** start of SUPPLIED RECORDS **

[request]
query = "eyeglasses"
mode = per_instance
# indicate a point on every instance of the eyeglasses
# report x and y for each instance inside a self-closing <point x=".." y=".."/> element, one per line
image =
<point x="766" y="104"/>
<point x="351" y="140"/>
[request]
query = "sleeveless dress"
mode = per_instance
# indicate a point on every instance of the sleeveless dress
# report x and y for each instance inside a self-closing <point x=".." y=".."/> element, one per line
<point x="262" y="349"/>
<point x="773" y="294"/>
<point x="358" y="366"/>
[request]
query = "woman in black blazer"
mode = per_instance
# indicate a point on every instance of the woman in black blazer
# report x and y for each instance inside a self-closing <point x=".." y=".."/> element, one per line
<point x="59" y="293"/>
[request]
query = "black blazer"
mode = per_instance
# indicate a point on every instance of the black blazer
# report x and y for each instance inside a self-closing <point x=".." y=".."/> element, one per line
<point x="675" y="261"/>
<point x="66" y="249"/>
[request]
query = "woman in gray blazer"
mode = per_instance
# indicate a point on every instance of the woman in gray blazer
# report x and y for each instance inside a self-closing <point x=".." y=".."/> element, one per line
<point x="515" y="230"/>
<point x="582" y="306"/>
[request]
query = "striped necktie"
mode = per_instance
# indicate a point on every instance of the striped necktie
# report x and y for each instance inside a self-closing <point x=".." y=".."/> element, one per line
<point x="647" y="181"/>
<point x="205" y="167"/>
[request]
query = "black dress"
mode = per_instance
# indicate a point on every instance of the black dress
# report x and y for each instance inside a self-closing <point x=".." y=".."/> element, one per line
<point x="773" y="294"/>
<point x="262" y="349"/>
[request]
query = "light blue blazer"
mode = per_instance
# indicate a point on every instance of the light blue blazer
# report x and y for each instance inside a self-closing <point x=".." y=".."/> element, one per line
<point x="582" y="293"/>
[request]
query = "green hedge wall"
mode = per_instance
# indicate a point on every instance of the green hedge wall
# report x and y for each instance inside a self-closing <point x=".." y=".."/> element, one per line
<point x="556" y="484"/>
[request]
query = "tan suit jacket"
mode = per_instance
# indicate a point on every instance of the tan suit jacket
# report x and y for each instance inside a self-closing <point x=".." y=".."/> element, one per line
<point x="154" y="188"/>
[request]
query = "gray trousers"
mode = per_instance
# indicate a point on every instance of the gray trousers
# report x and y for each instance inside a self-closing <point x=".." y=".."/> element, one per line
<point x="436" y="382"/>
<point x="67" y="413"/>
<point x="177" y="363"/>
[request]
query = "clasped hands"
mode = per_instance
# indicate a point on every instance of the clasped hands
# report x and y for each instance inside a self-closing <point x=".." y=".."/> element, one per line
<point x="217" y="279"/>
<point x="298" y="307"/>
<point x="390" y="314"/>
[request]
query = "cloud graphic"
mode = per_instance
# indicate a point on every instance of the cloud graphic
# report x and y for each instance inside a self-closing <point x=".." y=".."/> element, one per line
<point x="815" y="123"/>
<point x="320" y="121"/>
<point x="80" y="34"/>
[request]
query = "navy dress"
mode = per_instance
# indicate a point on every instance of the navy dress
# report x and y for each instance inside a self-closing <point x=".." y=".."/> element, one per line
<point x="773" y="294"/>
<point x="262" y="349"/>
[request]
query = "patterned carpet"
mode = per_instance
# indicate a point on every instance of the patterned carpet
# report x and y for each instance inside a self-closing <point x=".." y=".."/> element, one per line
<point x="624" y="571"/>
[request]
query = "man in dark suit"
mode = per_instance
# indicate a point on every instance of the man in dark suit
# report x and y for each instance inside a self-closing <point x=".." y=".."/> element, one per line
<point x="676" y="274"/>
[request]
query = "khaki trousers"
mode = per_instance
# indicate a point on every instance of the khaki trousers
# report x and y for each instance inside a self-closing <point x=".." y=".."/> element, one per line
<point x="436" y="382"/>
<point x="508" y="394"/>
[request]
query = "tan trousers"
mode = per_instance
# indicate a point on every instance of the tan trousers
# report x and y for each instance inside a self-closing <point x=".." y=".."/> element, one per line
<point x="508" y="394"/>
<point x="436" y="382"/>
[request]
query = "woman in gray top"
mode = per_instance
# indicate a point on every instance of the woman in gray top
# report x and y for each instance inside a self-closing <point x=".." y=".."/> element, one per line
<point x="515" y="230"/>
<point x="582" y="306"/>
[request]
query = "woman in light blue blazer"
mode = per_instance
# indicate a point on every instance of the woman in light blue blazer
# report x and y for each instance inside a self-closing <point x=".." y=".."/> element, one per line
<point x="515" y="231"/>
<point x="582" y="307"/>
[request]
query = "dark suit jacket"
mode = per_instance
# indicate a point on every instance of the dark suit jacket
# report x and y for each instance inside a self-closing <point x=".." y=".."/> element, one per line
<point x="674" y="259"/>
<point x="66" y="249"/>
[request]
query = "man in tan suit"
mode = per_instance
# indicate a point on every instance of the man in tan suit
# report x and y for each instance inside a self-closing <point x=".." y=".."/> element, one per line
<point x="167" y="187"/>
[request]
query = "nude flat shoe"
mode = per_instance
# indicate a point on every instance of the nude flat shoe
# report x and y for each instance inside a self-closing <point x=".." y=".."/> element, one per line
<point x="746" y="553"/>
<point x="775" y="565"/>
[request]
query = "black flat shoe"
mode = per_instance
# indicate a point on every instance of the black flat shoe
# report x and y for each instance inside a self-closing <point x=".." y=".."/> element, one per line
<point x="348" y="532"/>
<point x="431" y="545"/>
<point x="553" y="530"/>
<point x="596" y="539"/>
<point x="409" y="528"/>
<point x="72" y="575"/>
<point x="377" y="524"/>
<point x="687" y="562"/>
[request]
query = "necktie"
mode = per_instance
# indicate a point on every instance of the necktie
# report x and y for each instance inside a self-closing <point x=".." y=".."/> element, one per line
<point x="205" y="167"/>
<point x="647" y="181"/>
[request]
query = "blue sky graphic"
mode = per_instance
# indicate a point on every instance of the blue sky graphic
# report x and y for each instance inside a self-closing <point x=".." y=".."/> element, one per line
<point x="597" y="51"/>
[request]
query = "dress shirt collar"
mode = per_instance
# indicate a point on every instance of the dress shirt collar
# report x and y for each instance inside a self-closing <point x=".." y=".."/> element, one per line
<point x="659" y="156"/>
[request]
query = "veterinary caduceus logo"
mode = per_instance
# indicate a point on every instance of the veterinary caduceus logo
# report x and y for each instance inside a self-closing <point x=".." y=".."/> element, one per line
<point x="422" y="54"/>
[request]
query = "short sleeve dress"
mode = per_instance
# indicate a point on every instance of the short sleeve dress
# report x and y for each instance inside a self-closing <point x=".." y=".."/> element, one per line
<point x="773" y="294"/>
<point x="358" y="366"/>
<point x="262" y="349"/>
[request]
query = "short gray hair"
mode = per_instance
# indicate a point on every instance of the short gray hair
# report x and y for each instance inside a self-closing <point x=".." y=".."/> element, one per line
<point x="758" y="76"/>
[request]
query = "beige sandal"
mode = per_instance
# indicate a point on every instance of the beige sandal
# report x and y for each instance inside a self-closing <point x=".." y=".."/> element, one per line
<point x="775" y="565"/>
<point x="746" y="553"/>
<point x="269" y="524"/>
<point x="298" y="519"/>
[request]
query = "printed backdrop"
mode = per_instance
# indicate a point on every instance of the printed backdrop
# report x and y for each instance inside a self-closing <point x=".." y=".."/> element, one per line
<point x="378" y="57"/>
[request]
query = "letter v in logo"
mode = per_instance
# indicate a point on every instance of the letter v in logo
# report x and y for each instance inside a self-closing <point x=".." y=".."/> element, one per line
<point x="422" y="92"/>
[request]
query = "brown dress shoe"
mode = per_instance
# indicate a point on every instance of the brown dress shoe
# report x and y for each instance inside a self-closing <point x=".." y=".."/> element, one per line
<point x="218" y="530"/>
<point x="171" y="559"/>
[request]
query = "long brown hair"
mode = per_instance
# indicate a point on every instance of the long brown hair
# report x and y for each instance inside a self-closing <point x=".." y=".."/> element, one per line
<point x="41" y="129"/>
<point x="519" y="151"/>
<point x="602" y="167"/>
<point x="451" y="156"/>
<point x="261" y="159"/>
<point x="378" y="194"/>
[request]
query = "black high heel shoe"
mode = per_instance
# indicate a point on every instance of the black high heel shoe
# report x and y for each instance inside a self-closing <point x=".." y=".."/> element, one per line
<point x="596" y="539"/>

** end of SUPPLIED RECORDS **

TASK TO COMPLETE:
Find every line in the records that contains the word "hands" and copy each one out.

WRITTEN SOLUTION:
query = "clasped hands"
# indicate a point on every instance of the clasped hands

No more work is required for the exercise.